What to work on:
Set down unchanged the lines of the material below, starting at the line containing "A classifier flagged the snow-covered hedge" and ending at the line containing "71;209;84;218", and nothing else.

Data records:

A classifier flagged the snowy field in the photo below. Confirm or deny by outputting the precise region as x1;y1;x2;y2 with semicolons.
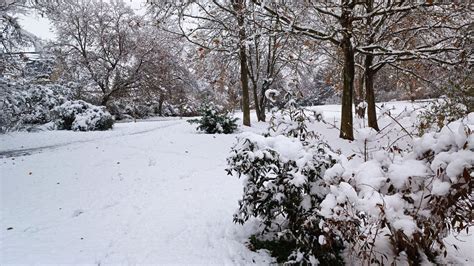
0;102;474;265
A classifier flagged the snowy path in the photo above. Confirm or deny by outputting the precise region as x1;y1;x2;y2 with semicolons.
0;120;268;265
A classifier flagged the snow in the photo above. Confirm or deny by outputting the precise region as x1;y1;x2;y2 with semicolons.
0;120;272;265
0;102;474;265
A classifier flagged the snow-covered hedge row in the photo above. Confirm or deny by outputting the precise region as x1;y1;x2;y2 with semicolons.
227;104;342;265
318;113;474;264
416;96;468;135
227;98;474;265
53;100;114;131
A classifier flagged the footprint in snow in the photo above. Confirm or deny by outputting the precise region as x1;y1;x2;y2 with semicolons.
71;209;84;218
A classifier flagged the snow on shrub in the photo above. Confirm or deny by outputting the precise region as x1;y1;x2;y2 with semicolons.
416;96;468;135
188;103;238;134
54;100;114;131
267;99;323;141
0;79;70;132
227;103;342;264
318;113;474;264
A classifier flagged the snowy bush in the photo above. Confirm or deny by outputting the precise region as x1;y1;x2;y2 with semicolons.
188;104;238;134
227;103;342;264
318;113;474;265
0;79;70;132
54;100;114;131
417;97;468;135
267;100;323;141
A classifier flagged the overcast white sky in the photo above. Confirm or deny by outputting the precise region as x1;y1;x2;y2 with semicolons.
18;0;146;40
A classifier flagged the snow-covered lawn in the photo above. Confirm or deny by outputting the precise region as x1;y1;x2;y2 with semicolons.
0;103;474;265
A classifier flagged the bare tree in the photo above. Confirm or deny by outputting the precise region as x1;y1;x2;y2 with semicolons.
39;0;155;105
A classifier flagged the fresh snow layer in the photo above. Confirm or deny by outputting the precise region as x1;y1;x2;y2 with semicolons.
0;120;272;265
0;102;474;265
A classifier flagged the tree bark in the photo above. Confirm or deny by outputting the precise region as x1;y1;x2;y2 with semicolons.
364;0;380;131
339;38;354;140
232;0;250;126
365;57;380;131
339;5;355;140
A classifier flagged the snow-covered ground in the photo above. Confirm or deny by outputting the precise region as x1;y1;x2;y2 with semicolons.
0;102;474;265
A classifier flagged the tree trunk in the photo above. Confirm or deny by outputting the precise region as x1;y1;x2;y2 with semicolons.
158;95;165;116
364;0;380;131
365;61;380;131
339;4;355;140
232;0;250;126
100;94;110;106
252;83;262;121
354;68;367;118
339;37;354;140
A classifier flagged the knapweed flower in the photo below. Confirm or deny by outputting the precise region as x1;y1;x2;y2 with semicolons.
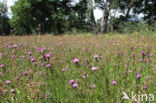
146;76;149;80
11;55;15;59
138;68;142;71
0;64;4;68
40;49;44;53
23;72;27;75
22;56;25;59
94;55;98;59
144;85;147;89
92;67;98;71
73;58;79;63
28;52;31;56
31;58;35;62
112;81;116;85
141;51;146;56
62;68;66;72
139;59;144;62
136;73;141;79
45;54;51;59
5;80;11;84
14;45;17;48
73;83;78;88
69;79;74;84
82;75;86;79
91;85;95;89
128;70;132;73
10;89;15;93
112;81;116;85
46;64;50;68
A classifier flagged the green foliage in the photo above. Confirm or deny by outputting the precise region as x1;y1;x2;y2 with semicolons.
10;0;92;34
0;1;10;35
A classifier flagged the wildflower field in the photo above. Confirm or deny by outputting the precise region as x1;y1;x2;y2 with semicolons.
0;35;156;103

Solved exercise:
A classifier flagged the snow-covered hedge row in the photo above. Confirm or deny by outputting the precise region as x1;y1;x2;y2 with semicolons.
227;104;342;265
318;113;474;264
416;96;468;135
227;98;474;265
53;100;114;131
A classifier flagged the footprint in snow in the photo above. Confirm or deny by outputting the precise region as x1;y1;x2;y2 with semicolons.
71;209;84;218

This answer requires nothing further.